Document extract:
┌──
The Center is providing all the materials needed, including a sample city resolution and supporting documents. There’s also an online community through their Facebook page, where you can provide updates, ask questions and get support from other volunteers. They can connect you with others in your community and support you every step of the way.

Urban Farming Guys 

This past spring we found the "Urban Farming Guys" and we knew we had found a story and media resource that was not only the perfect example of what 'Transition' means but an inspiration that is spreading like 'green fire' across the country.  Check out this video and be sure to visit their website!


Currently in California if you were to make some jam or bake a cake and sell it to the public - like at a farmers market or bake sale - you are breaking the law if it is not prepared in a commercial kitchen.  Setting up a commercial kitchen is a huge investment and without some working capital pretty much prohibits the ambitious baker/cook from making a living selling their home made recipes and goods.
└──
The data:
┌──
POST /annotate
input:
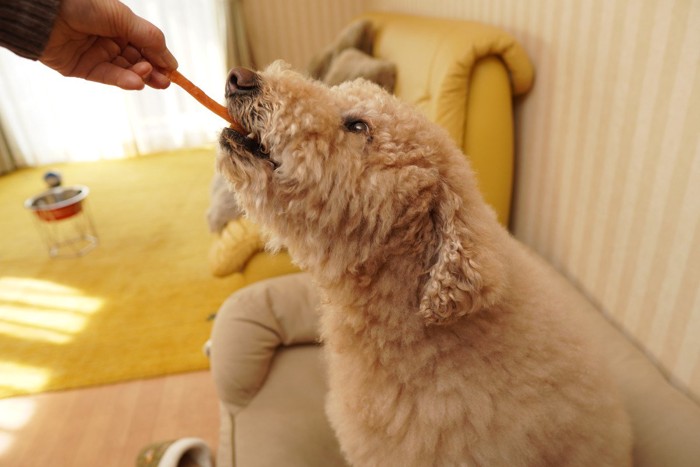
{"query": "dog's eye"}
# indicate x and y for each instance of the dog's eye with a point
(357, 126)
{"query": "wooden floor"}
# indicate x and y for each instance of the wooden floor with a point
(106, 426)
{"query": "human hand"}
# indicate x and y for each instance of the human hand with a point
(104, 41)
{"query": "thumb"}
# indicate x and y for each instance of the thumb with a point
(146, 38)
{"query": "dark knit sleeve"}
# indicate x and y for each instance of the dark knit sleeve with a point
(25, 25)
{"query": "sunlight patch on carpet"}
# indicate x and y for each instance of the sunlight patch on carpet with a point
(35, 310)
(32, 309)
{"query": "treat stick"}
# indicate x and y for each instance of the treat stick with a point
(177, 78)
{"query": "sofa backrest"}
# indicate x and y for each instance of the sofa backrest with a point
(462, 75)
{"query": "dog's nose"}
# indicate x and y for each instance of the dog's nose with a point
(241, 80)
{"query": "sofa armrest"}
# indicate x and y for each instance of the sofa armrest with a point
(250, 327)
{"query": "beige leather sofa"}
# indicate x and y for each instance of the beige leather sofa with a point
(265, 356)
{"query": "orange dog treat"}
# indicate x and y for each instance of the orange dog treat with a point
(177, 78)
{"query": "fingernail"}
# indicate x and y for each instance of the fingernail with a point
(170, 60)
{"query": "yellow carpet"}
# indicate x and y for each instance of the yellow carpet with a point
(137, 305)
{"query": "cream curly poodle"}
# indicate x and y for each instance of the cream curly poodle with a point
(443, 346)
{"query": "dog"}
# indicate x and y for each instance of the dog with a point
(444, 346)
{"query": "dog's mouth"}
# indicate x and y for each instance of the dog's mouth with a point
(250, 144)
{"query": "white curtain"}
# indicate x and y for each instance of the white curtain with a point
(48, 118)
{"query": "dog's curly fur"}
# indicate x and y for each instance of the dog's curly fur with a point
(444, 346)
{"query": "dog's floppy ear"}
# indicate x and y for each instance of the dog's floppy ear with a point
(467, 273)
└──
Update the local-food text from the words "Currently in California" through the words "recipes and goods.", putting "certified kitchen" wherever "commercial kitchen" appears.

Currently in California if you were to make some jam or bake a cake and sell it to the public - like at a farmers market or bake sale - you are breaking the law if it is not prepared in a certified kitchen.  Setting up a certified kitchen is a huge investment and without some working capital pretty much prohibits the ambitious baker/cook from making a living selling their home made recipes and goods.